_EXERCISE OBJECTIVE_
Your task is to transcribe the entries below exactly, beginning with the line containing "the man's hand." and ending with the final line, and to add nothing else.

_INPUT_
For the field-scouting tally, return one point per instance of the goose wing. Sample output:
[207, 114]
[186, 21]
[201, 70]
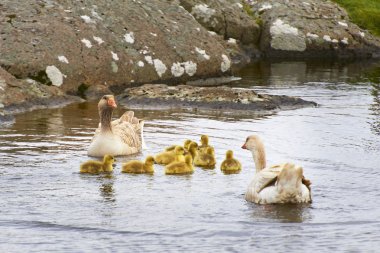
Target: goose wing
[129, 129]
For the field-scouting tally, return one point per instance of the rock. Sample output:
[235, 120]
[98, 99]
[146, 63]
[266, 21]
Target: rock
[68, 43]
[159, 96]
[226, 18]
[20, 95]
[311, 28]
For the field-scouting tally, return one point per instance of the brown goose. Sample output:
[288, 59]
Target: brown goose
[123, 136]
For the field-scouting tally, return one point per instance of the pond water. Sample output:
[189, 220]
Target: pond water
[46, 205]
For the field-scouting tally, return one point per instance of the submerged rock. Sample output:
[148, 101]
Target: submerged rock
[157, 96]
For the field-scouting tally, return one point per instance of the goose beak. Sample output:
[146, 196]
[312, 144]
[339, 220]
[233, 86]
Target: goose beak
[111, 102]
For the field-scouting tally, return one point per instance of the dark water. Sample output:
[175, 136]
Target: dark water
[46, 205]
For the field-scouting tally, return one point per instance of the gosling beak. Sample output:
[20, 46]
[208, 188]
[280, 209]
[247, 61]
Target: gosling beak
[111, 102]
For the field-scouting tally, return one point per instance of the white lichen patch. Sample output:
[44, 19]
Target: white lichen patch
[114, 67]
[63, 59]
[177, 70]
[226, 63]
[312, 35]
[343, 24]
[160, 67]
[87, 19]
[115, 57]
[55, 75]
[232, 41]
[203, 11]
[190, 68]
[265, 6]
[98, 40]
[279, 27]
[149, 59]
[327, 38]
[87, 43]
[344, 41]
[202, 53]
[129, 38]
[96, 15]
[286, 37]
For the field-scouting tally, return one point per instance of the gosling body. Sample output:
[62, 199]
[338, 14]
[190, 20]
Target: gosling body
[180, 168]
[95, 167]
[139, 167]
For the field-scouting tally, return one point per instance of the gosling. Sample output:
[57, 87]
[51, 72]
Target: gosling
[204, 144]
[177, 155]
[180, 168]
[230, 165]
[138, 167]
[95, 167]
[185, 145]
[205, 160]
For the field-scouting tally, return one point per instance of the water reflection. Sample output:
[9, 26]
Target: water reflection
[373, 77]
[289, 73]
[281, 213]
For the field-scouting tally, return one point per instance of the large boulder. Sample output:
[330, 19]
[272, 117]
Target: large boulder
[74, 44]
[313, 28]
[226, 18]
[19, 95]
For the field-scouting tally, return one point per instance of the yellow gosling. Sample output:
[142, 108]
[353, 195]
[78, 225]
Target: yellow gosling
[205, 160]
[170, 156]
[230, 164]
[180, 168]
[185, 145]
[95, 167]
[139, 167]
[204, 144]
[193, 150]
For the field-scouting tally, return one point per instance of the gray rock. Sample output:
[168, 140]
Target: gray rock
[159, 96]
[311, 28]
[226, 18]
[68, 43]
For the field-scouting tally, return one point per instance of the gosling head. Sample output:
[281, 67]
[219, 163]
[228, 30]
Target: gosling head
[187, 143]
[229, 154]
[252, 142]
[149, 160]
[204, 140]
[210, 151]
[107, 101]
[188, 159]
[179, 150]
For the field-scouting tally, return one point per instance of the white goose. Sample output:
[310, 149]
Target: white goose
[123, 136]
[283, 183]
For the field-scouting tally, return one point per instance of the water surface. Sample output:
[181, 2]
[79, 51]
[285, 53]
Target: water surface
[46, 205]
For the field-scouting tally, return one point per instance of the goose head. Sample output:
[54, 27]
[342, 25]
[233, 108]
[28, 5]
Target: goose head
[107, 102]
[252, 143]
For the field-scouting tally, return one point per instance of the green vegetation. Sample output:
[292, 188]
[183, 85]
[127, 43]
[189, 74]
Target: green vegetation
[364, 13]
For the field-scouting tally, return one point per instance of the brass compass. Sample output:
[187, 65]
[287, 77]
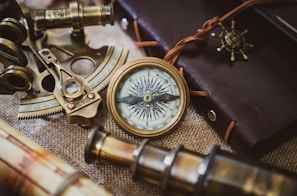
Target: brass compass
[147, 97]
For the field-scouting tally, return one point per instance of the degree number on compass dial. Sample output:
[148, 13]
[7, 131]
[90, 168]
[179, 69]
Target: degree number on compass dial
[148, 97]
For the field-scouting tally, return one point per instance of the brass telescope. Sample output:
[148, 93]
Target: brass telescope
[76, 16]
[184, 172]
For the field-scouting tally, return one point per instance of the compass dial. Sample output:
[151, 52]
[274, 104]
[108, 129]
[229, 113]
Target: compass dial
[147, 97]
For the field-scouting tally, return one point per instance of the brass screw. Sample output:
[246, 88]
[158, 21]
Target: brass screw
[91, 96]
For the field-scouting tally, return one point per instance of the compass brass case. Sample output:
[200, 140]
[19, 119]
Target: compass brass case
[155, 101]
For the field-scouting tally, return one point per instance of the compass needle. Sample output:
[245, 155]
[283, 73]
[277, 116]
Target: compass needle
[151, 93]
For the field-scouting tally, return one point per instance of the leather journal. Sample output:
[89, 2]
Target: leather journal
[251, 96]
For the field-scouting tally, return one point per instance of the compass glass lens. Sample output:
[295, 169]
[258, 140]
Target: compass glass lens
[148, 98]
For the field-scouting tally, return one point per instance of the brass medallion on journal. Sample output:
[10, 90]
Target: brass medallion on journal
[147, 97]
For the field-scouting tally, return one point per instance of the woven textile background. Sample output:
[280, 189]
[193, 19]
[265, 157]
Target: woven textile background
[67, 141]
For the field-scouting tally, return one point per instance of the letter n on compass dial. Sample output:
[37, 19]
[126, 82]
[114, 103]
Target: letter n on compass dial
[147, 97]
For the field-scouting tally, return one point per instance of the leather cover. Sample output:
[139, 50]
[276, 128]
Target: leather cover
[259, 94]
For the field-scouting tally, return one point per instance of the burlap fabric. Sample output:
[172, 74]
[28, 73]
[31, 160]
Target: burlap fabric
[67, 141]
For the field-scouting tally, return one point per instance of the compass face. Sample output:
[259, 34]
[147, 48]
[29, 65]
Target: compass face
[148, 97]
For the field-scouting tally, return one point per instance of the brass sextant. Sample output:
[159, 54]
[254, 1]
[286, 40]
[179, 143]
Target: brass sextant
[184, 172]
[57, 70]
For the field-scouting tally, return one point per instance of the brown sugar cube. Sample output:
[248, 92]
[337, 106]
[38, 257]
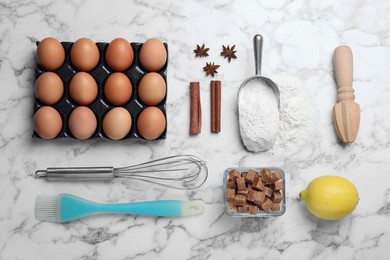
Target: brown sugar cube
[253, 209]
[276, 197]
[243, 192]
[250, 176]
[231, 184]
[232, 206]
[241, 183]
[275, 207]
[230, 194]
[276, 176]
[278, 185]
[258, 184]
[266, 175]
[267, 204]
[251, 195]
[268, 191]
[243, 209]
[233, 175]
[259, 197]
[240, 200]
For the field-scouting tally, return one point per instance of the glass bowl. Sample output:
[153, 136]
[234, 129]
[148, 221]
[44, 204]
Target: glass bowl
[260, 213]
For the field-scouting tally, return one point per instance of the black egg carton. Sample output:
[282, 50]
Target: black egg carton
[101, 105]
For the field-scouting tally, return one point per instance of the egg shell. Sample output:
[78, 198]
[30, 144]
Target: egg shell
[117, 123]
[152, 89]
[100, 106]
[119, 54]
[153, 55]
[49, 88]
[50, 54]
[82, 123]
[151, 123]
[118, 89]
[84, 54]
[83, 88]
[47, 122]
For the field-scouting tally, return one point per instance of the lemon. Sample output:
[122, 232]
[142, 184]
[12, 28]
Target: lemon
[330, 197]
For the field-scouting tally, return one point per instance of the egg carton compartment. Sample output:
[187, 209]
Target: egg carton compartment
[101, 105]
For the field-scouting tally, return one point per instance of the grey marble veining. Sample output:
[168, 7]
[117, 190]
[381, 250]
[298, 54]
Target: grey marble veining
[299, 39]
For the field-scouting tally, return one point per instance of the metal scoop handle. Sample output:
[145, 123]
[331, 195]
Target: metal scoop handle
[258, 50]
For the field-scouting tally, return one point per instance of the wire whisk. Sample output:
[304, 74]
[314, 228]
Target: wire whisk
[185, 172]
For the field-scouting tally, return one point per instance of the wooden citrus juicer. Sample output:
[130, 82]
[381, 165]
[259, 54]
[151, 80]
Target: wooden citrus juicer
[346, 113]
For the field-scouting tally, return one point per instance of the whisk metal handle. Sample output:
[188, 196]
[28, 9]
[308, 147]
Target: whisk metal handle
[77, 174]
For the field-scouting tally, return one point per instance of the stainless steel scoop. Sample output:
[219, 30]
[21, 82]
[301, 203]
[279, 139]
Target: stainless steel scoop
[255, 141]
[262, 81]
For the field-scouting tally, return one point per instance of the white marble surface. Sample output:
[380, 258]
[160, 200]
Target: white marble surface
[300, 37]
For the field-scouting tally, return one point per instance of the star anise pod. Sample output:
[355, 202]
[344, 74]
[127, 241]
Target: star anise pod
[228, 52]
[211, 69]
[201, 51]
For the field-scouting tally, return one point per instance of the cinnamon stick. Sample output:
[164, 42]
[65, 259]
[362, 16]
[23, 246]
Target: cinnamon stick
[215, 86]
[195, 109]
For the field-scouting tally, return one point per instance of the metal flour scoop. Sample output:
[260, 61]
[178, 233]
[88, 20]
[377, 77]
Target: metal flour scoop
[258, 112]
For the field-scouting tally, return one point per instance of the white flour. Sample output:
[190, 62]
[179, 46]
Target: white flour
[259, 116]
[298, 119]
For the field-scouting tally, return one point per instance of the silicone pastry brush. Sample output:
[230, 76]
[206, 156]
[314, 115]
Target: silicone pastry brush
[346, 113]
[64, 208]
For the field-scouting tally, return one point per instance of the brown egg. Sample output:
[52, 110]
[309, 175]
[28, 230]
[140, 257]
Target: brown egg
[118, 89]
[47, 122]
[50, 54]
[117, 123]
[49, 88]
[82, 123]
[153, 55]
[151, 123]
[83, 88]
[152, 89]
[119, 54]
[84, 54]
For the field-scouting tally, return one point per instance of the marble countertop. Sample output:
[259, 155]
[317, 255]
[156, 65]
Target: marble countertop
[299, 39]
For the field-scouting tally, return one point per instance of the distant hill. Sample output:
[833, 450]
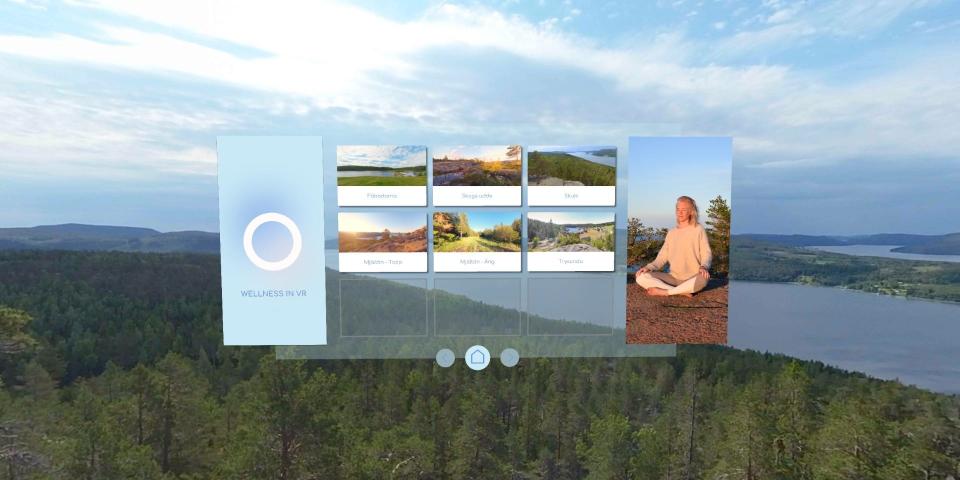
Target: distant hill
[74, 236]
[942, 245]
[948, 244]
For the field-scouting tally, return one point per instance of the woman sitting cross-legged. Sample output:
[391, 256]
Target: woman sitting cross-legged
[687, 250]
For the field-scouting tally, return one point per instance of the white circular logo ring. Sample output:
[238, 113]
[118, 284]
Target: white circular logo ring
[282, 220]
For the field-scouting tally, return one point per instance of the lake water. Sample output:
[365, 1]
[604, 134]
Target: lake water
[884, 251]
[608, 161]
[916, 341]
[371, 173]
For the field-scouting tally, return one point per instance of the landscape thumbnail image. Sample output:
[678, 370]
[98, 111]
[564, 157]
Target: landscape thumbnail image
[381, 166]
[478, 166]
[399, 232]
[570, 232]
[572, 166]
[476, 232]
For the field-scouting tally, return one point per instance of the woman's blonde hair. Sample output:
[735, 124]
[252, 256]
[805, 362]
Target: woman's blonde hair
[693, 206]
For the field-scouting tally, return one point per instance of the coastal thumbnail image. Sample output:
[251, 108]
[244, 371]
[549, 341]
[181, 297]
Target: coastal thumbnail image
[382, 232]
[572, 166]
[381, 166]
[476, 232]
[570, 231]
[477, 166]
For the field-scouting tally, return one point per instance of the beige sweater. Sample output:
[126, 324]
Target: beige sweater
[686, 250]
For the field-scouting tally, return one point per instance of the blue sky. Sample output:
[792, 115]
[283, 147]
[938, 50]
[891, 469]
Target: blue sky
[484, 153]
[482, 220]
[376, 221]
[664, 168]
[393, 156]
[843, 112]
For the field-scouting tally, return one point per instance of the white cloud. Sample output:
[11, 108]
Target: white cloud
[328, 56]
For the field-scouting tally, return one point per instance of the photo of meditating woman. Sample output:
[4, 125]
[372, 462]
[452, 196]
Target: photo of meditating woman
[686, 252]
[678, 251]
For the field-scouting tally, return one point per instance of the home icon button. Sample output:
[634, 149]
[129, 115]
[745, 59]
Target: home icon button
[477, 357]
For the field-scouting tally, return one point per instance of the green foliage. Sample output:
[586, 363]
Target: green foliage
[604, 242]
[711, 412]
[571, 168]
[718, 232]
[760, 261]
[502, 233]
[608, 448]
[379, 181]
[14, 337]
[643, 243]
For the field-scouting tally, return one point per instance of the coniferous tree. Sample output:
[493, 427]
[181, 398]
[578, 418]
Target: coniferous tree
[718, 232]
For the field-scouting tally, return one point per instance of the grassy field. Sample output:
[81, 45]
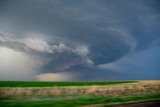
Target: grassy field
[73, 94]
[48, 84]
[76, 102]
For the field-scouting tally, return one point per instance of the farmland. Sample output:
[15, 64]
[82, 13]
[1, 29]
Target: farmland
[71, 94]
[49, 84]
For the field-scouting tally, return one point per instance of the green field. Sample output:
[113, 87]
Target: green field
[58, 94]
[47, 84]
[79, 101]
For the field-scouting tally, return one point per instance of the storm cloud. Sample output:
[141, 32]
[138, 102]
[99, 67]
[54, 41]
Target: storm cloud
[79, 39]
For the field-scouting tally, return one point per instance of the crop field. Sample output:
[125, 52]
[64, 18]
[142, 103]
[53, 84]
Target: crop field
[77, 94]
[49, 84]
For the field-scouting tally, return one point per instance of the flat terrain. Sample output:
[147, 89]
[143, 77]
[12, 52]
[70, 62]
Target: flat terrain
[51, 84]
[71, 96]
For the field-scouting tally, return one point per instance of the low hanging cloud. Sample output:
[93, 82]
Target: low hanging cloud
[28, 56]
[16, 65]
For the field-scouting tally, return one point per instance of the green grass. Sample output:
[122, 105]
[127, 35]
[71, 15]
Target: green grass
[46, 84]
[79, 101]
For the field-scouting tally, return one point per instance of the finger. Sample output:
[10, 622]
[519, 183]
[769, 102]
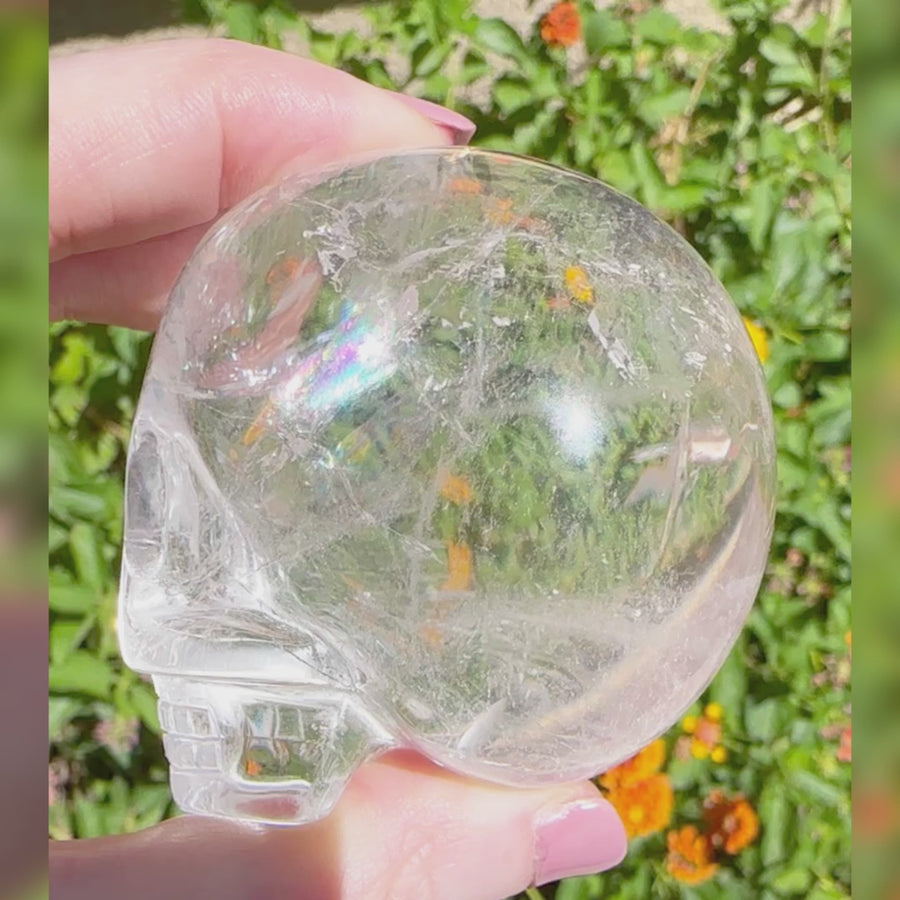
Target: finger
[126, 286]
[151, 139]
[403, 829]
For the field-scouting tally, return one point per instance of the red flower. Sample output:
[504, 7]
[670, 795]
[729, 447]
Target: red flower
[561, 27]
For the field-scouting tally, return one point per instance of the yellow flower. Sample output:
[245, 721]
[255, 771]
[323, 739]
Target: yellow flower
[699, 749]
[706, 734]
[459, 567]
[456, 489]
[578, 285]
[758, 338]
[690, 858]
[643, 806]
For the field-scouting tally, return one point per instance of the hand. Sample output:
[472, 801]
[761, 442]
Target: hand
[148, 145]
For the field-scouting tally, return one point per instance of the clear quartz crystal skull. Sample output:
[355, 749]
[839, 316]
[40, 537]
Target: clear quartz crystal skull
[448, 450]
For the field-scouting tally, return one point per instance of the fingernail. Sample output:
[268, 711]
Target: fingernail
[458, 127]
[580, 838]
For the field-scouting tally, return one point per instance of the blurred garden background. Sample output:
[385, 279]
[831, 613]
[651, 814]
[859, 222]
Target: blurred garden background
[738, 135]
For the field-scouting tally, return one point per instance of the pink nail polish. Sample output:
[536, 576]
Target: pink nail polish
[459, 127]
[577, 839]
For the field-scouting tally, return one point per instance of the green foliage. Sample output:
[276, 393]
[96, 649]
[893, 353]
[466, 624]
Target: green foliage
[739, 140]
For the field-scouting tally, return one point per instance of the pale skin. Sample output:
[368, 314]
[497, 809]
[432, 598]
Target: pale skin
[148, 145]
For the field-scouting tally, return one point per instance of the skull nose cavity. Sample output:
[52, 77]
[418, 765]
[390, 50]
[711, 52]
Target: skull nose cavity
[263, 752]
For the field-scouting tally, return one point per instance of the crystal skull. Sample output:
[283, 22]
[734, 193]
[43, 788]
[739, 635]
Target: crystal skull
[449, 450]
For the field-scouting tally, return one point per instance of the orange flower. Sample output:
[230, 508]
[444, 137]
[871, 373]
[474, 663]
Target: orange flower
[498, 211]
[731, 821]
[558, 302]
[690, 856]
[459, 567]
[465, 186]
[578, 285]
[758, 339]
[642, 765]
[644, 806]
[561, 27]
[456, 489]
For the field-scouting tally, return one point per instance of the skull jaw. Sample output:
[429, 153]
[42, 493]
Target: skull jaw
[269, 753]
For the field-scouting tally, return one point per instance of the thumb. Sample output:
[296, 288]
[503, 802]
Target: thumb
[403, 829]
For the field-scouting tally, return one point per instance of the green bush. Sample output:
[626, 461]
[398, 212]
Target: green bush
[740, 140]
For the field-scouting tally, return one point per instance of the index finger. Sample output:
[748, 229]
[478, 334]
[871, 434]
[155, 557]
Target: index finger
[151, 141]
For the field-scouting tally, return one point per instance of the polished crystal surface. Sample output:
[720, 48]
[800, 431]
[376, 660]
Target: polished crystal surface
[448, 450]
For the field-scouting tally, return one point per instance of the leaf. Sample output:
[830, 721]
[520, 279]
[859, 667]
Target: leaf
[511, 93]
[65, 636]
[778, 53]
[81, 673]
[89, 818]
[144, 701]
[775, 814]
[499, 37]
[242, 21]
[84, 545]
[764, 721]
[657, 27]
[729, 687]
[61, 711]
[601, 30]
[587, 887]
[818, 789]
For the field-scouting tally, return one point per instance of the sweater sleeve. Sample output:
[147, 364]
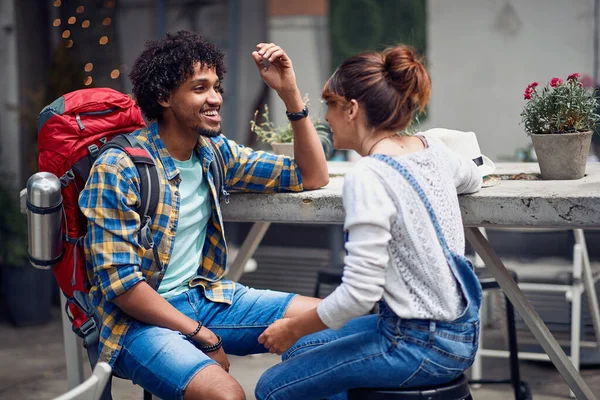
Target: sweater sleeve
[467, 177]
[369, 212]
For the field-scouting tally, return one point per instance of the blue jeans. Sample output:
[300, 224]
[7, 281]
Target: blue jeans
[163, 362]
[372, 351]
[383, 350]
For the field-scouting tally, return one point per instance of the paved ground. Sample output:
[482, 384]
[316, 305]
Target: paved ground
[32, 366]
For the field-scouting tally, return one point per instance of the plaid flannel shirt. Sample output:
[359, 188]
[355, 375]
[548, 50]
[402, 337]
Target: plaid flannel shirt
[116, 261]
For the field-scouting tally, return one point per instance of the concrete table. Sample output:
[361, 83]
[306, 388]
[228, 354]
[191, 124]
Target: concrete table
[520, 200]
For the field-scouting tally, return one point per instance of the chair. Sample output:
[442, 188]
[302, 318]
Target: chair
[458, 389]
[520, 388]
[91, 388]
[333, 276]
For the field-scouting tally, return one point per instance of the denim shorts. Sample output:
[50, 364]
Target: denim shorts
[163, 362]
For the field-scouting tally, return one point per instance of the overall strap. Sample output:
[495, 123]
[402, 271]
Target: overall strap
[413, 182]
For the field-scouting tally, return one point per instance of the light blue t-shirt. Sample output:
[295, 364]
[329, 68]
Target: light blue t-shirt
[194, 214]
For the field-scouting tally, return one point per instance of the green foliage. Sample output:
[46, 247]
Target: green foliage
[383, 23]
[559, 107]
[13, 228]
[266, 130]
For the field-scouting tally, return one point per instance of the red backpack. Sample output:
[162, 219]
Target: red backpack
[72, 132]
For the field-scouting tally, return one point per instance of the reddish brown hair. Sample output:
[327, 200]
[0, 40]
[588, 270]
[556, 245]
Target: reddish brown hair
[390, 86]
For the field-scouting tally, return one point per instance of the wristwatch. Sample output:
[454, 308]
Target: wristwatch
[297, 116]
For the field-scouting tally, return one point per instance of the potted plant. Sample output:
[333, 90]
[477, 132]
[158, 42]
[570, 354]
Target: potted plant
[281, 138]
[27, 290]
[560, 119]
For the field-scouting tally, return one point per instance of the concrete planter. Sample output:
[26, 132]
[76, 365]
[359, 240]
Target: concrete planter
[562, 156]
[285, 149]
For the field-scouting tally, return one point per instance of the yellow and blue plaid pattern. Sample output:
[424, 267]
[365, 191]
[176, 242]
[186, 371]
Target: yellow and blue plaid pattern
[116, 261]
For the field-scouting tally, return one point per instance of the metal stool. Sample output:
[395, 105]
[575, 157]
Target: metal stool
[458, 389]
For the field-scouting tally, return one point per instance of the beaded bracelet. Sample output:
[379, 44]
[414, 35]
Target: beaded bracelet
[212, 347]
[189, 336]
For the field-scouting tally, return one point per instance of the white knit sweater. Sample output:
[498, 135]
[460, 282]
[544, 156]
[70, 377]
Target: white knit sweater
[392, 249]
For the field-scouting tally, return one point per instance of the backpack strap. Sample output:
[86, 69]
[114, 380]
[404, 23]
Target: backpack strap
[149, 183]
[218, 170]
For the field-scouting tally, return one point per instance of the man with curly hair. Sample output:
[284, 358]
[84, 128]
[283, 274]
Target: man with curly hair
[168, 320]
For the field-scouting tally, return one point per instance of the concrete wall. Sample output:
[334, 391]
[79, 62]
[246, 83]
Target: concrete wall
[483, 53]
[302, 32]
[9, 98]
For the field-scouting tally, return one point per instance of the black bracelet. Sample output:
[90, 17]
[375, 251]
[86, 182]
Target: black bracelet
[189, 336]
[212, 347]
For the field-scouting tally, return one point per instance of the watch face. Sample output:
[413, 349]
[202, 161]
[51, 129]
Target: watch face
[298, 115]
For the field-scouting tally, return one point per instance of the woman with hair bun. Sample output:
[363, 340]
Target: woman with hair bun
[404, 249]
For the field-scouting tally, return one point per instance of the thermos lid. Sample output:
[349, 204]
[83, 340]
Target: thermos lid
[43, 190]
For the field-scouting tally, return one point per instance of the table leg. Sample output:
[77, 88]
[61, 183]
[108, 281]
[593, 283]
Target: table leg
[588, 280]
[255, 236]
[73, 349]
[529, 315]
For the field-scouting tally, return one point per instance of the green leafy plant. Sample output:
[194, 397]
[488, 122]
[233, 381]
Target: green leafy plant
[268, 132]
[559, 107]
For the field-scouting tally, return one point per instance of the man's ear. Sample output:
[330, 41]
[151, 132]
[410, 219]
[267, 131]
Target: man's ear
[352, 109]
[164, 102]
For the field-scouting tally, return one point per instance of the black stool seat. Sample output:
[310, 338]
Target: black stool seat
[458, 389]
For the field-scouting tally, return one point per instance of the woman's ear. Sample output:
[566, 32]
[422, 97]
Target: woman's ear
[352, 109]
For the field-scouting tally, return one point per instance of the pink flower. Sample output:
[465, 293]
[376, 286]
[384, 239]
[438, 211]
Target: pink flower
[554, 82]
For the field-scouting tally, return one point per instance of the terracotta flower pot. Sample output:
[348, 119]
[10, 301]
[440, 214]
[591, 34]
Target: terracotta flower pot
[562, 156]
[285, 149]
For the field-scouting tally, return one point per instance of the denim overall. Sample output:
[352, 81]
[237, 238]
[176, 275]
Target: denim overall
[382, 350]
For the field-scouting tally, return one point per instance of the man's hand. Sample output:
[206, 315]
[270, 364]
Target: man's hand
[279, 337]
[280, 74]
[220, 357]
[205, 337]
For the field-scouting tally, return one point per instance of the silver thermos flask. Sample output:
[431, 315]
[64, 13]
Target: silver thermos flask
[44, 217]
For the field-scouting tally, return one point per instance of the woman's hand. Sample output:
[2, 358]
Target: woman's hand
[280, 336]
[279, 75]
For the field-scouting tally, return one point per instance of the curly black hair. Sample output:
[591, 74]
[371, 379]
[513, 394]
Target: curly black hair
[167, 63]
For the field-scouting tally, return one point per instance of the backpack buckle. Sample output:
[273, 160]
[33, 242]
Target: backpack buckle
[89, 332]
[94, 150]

_SOLUTION FOR THIS EXERCISE_
For the field-scouting tally, return one point per instance of the man's hand. Sample output:
[206, 315]
[270, 364]
Target: man's hand
[279, 337]
[280, 74]
[220, 357]
[205, 337]
For the field-scouting tally, return one point per instance of the silver thermos flask. Sample output:
[431, 315]
[64, 13]
Target: silver thermos flask
[44, 217]
For the field-scouting tally, return one point per instance of the woman's hand. Sample output:
[2, 358]
Target: woman's hand
[280, 336]
[279, 75]
For the field-scouting tally, return one point per instance of the curly black hair. Sample output:
[591, 74]
[371, 379]
[513, 394]
Target: curly black hair
[167, 63]
For the field-scouting tally, return one point per instance of the backpack buckle. Sample output:
[273, 160]
[33, 242]
Target: backpack buckle
[89, 332]
[94, 150]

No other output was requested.